Requirement —
Copy the material without any change, starting at its first line and stopping after the line that contains "[0, 0, 43, 316]".
##### Material to process #####
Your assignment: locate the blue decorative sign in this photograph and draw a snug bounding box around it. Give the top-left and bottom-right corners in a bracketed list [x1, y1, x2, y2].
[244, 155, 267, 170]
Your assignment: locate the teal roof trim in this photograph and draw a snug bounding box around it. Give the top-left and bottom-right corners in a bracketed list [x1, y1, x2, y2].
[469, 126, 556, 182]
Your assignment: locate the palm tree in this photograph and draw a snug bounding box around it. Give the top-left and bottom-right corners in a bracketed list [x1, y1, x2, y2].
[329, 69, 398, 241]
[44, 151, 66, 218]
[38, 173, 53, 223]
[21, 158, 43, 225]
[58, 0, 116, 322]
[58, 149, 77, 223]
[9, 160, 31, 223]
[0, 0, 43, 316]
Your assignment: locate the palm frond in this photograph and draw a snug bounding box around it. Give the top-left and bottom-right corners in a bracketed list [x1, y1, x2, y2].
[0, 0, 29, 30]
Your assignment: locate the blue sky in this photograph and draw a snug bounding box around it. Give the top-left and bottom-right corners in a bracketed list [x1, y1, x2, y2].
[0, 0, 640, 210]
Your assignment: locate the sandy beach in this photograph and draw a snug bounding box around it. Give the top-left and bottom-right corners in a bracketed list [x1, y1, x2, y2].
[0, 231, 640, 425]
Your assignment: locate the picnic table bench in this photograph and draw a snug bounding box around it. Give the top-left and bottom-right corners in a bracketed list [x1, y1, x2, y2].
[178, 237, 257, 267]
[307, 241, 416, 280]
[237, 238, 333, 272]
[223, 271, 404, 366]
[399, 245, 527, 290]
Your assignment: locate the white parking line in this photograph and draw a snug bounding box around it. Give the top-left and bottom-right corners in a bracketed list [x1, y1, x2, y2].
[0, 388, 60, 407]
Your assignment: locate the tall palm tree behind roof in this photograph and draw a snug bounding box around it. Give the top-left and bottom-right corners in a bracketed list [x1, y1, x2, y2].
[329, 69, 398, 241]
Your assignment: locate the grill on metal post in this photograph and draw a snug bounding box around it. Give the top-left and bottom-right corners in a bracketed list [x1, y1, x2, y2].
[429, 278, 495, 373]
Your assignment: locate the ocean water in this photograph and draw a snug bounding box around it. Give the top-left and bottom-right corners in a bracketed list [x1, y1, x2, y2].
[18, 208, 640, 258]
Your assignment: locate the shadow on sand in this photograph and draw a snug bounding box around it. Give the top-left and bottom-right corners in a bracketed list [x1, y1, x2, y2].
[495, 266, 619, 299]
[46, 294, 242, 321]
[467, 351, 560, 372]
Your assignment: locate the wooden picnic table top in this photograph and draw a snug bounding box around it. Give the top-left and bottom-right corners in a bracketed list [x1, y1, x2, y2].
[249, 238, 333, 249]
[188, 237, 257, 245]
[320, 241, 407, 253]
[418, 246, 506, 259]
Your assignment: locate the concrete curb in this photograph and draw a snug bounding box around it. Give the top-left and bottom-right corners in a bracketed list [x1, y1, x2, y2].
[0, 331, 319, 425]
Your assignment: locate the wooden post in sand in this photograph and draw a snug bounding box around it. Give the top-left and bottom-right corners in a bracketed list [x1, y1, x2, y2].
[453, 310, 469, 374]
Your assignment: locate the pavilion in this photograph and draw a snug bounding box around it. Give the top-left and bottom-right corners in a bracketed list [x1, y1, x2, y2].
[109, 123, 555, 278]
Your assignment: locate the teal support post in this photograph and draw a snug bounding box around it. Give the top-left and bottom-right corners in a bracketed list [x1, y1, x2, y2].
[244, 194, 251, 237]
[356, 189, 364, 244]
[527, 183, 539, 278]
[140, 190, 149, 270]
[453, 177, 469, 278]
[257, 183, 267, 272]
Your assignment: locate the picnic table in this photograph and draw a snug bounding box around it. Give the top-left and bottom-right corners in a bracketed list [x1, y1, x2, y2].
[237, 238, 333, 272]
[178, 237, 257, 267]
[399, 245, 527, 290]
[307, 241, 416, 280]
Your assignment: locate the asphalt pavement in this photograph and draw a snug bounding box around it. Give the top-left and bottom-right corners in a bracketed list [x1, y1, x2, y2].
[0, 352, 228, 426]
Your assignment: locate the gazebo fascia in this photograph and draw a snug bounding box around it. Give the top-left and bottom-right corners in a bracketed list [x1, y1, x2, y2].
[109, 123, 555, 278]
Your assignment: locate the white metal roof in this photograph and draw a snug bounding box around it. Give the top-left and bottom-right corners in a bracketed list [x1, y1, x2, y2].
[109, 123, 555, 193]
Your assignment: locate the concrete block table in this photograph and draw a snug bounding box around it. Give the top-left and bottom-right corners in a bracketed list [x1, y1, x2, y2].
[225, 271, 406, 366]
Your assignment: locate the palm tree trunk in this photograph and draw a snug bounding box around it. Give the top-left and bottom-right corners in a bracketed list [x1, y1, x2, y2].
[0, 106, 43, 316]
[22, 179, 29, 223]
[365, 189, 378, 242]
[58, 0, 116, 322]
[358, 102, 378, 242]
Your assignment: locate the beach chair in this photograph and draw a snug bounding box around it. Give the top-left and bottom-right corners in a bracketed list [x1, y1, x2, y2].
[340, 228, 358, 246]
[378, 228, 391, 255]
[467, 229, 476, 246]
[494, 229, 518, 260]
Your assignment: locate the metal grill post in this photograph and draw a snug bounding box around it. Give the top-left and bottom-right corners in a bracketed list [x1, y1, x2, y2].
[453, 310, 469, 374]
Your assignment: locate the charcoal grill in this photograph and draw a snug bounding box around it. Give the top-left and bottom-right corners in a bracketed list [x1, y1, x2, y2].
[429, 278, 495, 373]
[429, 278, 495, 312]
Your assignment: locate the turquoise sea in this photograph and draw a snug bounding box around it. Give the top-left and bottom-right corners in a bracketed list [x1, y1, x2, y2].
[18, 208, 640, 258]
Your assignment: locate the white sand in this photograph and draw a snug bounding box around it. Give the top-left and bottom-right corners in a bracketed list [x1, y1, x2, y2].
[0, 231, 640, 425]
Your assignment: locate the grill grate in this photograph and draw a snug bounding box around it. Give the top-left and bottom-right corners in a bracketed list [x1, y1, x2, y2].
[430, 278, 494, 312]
#####
Task solution —
Your assignment: locate the blue decorative sign in this photograph and draw a snug bounding box around it. Give the top-left and bottom-right corners in a bracketed list [x1, y1, x2, y2].
[244, 155, 267, 170]
Your assignment: locate the teal roof trim in this photograph and draw a snug bounding box around it. Give the top-left and bottom-right corners in a bracketed list [x1, y1, x2, y2].
[469, 126, 556, 182]
Your assignment: locate the palm tree in this photograph and draw a snug bounding box around it. Give the top-left and bottom-right corners in a bracketed list [x1, y1, x2, y2].
[329, 69, 398, 241]
[44, 151, 66, 218]
[38, 173, 53, 223]
[21, 158, 43, 225]
[58, 0, 116, 322]
[58, 149, 77, 223]
[9, 160, 31, 223]
[0, 0, 43, 316]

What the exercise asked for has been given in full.